TASK INSTRUCTIONS –
Reproduce verbatim the part of the entries that opens with the line containing "Please trace the outline of every instance of the green" and runs through the last of the entries.
-- start of RECORDS SUPPLIED --
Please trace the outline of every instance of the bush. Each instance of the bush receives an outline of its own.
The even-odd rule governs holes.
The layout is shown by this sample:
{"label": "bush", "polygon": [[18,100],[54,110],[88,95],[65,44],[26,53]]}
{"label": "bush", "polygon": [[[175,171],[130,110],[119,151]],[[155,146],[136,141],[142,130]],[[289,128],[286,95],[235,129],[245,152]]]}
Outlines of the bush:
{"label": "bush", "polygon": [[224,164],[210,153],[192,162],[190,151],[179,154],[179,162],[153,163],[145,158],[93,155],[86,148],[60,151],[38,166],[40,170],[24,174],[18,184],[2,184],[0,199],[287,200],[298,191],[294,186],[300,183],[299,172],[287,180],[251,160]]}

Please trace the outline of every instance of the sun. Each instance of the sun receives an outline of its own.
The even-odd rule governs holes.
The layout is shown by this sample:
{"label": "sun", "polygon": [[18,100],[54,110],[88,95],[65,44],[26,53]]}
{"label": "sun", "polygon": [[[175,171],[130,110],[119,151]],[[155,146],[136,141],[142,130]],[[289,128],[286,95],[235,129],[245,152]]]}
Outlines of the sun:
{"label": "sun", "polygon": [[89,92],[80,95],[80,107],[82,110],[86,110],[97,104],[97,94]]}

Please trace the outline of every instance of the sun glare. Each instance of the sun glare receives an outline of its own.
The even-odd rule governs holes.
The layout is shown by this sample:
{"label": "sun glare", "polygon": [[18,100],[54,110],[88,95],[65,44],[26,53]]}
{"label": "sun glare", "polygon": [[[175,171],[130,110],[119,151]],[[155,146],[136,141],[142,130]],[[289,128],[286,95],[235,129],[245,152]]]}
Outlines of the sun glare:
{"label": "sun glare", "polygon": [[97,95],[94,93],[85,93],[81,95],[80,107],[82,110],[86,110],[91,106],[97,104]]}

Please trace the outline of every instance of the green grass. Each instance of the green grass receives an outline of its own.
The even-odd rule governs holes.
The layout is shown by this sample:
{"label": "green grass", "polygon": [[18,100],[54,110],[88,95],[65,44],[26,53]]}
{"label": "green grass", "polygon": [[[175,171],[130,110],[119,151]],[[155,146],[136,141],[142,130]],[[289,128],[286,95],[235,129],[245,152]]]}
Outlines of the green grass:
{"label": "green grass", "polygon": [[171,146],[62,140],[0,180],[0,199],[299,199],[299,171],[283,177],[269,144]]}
-- end of RECORDS SUPPLIED --
REPLY –
Please trace the outline of every instance of the green grass. Each instance of the green grass receives an outline of its own.
The even-odd rule governs holes.
The layout is shown by this sample:
{"label": "green grass", "polygon": [[18,100],[54,110],[88,95],[65,44],[26,53]]}
{"label": "green grass", "polygon": [[[175,171],[130,110],[119,151]],[[155,146],[136,141],[142,130]],[[289,128],[286,95],[235,129],[245,152]]]}
Outlines of the green grass:
{"label": "green grass", "polygon": [[171,146],[62,140],[0,180],[0,199],[299,199],[299,171],[283,177],[269,144]]}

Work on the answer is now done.